*Labeling and segmentation lines*.
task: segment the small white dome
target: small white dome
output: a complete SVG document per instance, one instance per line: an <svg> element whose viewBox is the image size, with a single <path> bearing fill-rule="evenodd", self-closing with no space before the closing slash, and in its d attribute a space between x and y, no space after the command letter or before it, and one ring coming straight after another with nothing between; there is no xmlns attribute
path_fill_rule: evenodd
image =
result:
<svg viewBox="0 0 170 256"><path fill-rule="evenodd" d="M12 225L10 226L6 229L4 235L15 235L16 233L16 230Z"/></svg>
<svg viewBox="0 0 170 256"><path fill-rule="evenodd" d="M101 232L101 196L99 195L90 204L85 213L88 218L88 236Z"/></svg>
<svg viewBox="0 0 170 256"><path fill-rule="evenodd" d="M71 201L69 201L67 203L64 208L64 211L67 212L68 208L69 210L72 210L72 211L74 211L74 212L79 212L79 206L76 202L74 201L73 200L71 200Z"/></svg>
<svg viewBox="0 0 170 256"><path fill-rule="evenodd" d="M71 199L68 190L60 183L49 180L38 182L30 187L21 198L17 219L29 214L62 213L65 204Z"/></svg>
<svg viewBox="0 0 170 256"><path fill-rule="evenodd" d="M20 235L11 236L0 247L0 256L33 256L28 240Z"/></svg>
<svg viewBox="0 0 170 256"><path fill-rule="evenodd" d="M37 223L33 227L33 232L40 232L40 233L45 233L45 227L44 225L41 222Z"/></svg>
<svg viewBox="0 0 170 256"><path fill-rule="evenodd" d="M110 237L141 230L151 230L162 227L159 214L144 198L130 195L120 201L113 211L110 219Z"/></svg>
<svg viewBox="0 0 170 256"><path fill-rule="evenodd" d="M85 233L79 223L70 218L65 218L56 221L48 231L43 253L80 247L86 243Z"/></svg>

*Exercise prompt*. Edit all of the lines above so that "small white dome" becomes "small gray dome", with everything else left as it is.

*Written solution*.
task: segment the small gray dome
target: small gray dome
output: a complete SVG document per instance, one instance per line: an <svg> element whose viewBox is the image size, with a single <path> bearing fill-rule="evenodd", self-closing with no space before the closing slash, and in its d attribute a space between x and y, no space after the command letter or before it, and one ring coming straight after another with nothing between; there is no xmlns attribute
path_fill_rule: evenodd
image =
result:
<svg viewBox="0 0 170 256"><path fill-rule="evenodd" d="M12 225L10 226L6 229L4 235L15 235L16 233L16 230Z"/></svg>
<svg viewBox="0 0 170 256"><path fill-rule="evenodd" d="M101 232L101 196L99 195L90 204L85 213L88 218L88 236Z"/></svg>
<svg viewBox="0 0 170 256"><path fill-rule="evenodd" d="M71 201L69 201L67 203L64 208L64 211L67 212L68 208L69 210L72 210L72 211L74 211L74 212L79 212L79 206L76 202L74 201L73 200L71 200Z"/></svg>
<svg viewBox="0 0 170 256"><path fill-rule="evenodd" d="M71 199L68 190L60 183L49 180L38 182L30 187L21 198L17 219L29 214L62 213L65 204Z"/></svg>
<svg viewBox="0 0 170 256"><path fill-rule="evenodd" d="M20 235L11 236L0 247L0 256L33 256L28 240Z"/></svg>
<svg viewBox="0 0 170 256"><path fill-rule="evenodd" d="M37 223L33 227L33 232L40 232L40 233L45 233L45 227L44 225L41 222Z"/></svg>
<svg viewBox="0 0 170 256"><path fill-rule="evenodd" d="M110 237L141 230L151 230L162 227L159 214L144 198L130 195L120 201L113 211L110 219Z"/></svg>
<svg viewBox="0 0 170 256"><path fill-rule="evenodd" d="M85 233L79 223L70 218L65 218L56 221L48 231L43 253L80 247L86 243Z"/></svg>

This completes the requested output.